* Source information
- - - -
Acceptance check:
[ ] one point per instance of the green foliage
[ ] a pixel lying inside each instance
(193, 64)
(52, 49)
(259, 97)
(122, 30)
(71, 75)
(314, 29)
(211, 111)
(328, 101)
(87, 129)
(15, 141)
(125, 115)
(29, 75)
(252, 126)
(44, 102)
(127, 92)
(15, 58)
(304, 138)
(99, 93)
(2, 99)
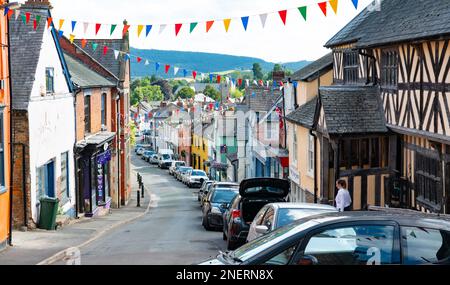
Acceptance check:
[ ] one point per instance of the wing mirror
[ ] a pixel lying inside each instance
(262, 229)
(307, 260)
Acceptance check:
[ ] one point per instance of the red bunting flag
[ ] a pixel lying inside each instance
(125, 29)
(283, 15)
(177, 28)
(97, 28)
(209, 25)
(323, 7)
(49, 22)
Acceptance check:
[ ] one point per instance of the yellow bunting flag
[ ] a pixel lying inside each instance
(334, 4)
(61, 23)
(140, 28)
(226, 23)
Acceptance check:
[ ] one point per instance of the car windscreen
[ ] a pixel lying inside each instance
(287, 216)
(223, 196)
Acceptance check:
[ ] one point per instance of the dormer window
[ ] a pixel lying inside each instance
(351, 67)
(50, 80)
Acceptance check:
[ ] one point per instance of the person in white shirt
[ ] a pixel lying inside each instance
(343, 198)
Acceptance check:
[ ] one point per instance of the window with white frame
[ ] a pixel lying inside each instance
(310, 154)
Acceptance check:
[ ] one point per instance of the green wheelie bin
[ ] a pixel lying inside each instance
(47, 217)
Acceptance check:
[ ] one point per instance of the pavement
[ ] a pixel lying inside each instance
(165, 230)
(44, 247)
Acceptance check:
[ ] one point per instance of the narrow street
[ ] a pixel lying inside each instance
(171, 233)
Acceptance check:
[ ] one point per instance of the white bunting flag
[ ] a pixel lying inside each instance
(263, 18)
(162, 28)
(86, 26)
(116, 54)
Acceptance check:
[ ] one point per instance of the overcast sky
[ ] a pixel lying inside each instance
(298, 40)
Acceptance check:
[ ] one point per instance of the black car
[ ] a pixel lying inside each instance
(253, 195)
(376, 237)
(214, 206)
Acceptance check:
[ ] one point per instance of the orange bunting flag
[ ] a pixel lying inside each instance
(226, 23)
(140, 28)
(323, 7)
(49, 22)
(177, 28)
(209, 25)
(283, 15)
(61, 23)
(125, 29)
(334, 4)
(97, 28)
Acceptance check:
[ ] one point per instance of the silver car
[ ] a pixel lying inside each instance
(276, 215)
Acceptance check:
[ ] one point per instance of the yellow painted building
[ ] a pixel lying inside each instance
(305, 148)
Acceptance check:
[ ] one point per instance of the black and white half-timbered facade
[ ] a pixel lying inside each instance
(397, 54)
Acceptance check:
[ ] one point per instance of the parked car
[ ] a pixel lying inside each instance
(203, 189)
(277, 215)
(175, 165)
(254, 194)
(196, 178)
(216, 202)
(182, 172)
(218, 185)
(165, 161)
(147, 155)
(375, 237)
(154, 159)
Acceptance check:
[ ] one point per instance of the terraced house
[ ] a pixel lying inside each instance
(395, 55)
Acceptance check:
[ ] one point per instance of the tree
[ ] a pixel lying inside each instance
(212, 93)
(186, 92)
(257, 71)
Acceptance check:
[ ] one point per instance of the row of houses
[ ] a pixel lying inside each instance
(64, 124)
(374, 111)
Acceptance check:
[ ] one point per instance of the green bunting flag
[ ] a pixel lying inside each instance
(193, 25)
(113, 27)
(303, 11)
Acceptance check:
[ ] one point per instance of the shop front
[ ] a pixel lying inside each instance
(94, 175)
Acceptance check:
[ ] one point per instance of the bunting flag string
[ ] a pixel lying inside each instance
(302, 11)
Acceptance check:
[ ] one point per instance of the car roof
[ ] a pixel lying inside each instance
(288, 205)
(402, 217)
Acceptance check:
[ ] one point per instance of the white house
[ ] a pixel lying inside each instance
(43, 118)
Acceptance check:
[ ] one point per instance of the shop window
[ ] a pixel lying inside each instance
(351, 67)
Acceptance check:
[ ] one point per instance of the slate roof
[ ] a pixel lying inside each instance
(25, 52)
(84, 77)
(396, 21)
(311, 71)
(261, 99)
(304, 115)
(109, 61)
(352, 110)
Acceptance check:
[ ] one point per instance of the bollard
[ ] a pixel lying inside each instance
(139, 199)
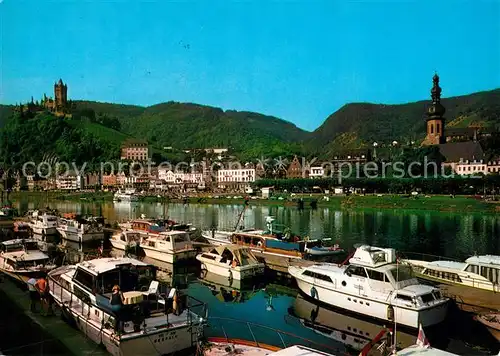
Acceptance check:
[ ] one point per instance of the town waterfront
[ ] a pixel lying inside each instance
(453, 235)
(277, 304)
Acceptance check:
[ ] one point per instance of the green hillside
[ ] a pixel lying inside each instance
(186, 125)
(6, 112)
(359, 124)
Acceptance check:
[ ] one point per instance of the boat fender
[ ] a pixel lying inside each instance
(314, 293)
(390, 313)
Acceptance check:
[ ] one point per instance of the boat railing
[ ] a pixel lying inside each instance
(247, 333)
(424, 257)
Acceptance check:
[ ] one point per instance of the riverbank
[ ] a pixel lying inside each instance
(441, 203)
(27, 333)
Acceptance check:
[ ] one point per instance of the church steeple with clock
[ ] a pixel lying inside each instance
(435, 121)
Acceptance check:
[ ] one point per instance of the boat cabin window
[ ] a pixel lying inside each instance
(356, 271)
(406, 298)
(84, 278)
(491, 273)
(375, 275)
(473, 269)
(317, 276)
(31, 246)
(401, 273)
(445, 275)
(210, 257)
(426, 298)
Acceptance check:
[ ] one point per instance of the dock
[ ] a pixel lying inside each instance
(54, 326)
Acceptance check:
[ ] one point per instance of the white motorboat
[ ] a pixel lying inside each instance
(169, 246)
(233, 262)
(156, 320)
(123, 240)
(80, 230)
(352, 331)
(43, 224)
(374, 285)
(473, 284)
(21, 259)
(128, 195)
(243, 349)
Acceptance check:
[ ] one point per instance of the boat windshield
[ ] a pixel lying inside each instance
(31, 246)
(401, 273)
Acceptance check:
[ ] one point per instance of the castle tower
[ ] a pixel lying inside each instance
(60, 94)
(435, 119)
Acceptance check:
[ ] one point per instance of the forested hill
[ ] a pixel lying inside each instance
(358, 124)
(187, 125)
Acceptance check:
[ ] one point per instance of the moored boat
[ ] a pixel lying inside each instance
(374, 285)
(43, 224)
(473, 284)
(492, 323)
(123, 240)
(155, 320)
(168, 246)
(81, 229)
(233, 262)
(21, 259)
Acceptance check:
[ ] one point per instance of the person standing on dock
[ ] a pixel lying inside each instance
(34, 295)
(43, 289)
(117, 300)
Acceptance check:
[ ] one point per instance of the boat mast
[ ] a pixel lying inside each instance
(240, 217)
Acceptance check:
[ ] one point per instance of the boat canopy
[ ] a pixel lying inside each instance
(242, 255)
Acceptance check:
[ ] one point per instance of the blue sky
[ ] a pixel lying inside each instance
(297, 60)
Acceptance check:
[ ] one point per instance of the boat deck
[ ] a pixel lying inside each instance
(156, 321)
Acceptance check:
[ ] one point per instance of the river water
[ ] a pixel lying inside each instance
(276, 304)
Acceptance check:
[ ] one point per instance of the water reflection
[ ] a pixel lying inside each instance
(353, 332)
(452, 235)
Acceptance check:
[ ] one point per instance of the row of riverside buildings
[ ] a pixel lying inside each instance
(460, 147)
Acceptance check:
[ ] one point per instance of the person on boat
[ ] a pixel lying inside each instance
(34, 295)
(43, 288)
(117, 300)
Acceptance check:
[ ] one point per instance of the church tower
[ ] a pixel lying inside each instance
(435, 119)
(60, 94)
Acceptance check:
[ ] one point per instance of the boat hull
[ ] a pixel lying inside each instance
(168, 256)
(79, 237)
(374, 308)
(467, 298)
(237, 273)
(40, 230)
- - - -
* Directions
Tally the lines of the data that include the word "roof". Reply with the number only.

* Task output
2